Dataset excerpts ::
========
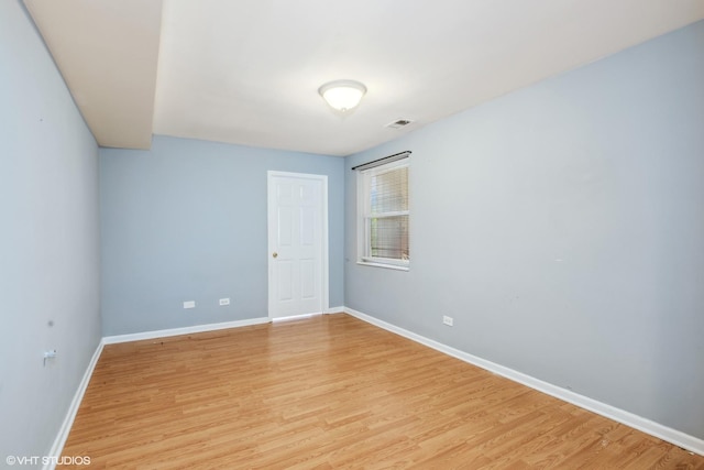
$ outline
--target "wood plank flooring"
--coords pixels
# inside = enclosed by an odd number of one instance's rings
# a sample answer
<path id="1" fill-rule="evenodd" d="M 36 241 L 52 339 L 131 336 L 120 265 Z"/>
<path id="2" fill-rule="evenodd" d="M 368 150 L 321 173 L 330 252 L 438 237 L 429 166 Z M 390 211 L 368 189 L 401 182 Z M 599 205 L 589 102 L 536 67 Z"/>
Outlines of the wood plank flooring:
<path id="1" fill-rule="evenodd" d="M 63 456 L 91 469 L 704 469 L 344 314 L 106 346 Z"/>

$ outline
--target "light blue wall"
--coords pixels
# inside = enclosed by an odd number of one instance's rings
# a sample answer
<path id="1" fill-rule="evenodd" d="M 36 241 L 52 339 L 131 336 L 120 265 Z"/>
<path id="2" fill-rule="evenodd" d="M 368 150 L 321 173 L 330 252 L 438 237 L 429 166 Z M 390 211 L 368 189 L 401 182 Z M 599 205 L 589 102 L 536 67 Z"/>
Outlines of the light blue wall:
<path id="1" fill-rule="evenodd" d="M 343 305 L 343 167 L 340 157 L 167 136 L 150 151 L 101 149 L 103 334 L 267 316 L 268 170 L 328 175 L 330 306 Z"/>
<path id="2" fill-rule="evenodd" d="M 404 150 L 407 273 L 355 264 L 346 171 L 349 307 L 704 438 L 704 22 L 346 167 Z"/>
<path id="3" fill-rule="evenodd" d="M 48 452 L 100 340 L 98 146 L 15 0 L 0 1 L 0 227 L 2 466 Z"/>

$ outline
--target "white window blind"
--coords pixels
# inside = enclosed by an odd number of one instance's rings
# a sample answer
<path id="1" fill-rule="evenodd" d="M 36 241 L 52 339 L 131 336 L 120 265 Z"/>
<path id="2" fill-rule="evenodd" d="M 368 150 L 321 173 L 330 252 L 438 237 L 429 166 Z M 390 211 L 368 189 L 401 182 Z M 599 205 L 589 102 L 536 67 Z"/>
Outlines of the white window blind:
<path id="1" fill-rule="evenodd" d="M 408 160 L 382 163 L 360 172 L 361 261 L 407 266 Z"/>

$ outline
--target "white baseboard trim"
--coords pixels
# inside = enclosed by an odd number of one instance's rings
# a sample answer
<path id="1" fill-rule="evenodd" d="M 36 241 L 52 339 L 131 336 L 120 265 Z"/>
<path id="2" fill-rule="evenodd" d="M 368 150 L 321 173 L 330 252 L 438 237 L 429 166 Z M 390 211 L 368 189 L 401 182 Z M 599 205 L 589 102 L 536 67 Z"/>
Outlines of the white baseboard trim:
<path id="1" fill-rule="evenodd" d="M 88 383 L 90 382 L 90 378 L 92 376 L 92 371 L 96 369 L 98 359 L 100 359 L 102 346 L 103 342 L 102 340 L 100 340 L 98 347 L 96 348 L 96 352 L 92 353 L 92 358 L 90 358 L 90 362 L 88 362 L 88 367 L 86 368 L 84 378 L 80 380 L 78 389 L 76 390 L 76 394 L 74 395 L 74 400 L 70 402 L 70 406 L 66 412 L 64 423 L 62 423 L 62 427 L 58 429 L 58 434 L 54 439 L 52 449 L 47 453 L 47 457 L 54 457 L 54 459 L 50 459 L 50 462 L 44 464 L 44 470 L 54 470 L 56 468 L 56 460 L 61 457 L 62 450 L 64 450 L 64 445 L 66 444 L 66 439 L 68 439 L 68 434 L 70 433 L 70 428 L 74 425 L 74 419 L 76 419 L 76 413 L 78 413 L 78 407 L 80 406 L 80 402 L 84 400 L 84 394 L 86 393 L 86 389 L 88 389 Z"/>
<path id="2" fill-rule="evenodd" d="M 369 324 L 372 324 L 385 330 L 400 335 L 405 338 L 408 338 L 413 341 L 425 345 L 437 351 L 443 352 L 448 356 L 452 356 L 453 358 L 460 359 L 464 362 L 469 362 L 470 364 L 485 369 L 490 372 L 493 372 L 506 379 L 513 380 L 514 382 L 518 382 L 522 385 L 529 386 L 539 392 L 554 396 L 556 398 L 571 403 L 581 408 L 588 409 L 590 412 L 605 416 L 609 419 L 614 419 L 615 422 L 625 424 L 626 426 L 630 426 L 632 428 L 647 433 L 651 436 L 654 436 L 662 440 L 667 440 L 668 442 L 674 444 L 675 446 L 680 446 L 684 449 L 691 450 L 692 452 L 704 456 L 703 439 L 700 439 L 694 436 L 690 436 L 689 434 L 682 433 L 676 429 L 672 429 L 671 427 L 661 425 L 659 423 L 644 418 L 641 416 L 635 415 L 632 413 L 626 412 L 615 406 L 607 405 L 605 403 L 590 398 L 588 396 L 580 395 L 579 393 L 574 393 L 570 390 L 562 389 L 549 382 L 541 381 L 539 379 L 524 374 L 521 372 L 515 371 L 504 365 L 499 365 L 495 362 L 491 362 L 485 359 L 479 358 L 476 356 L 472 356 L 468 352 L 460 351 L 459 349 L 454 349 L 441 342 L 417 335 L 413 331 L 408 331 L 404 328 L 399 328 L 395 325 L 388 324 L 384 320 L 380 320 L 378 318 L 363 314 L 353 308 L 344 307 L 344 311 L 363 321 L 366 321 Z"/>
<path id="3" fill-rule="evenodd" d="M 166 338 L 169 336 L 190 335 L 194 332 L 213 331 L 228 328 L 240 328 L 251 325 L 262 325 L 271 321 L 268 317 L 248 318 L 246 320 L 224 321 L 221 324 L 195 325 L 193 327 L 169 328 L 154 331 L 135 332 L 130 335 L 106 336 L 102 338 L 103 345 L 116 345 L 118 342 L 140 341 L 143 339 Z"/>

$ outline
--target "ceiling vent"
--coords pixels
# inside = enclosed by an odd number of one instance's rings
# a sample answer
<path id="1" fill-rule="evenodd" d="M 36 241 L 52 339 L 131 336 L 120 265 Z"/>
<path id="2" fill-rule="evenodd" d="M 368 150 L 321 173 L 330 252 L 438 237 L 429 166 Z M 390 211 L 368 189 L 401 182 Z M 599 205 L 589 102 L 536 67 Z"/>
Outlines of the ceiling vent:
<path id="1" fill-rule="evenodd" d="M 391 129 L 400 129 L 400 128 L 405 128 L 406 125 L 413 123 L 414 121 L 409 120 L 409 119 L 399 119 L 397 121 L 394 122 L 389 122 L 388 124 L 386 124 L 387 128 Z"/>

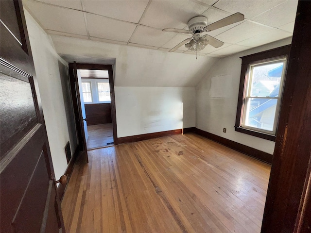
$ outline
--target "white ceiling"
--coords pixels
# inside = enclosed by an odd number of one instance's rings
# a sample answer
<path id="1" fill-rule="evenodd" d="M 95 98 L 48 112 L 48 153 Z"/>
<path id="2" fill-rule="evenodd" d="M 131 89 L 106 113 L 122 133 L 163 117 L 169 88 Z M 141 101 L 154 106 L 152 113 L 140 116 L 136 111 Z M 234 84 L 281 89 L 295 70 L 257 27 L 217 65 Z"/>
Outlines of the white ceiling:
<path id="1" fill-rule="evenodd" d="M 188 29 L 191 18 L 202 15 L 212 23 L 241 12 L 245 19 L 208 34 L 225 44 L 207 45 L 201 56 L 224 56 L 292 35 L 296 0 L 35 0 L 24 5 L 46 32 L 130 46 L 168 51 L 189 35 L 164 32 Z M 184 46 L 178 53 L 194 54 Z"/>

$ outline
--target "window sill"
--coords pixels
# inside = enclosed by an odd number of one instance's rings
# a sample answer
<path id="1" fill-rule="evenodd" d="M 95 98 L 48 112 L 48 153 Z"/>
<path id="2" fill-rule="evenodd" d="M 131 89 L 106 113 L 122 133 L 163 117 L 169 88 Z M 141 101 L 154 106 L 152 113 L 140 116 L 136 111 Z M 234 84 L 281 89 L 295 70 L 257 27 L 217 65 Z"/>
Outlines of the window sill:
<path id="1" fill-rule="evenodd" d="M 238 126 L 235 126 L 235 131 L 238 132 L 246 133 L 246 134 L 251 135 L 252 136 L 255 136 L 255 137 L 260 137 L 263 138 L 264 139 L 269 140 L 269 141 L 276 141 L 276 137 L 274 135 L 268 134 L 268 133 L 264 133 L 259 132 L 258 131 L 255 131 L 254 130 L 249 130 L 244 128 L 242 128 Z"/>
========
Task :: Copy the entries from the start down to the line holding "Outlines of the wood", including that line, and swap "sample" for "typical" while keeping everything else the same. Leave out the pictures.

Final answer ::
$ outline
--target "wood plank flooring"
--coords pixels
# inside = enclosed by an odd number of one instance's rings
# a typical answer
<path id="1" fill-rule="evenodd" d="M 36 241 L 52 339 L 131 336 L 120 265 Z"/>
<path id="2" fill-rule="evenodd" d="M 368 150 L 321 173 L 330 252 L 438 237 L 429 166 Z M 390 211 L 368 189 L 401 182 Z M 599 205 L 589 102 L 536 67 Z"/>
Outlines of the wood plank flooring:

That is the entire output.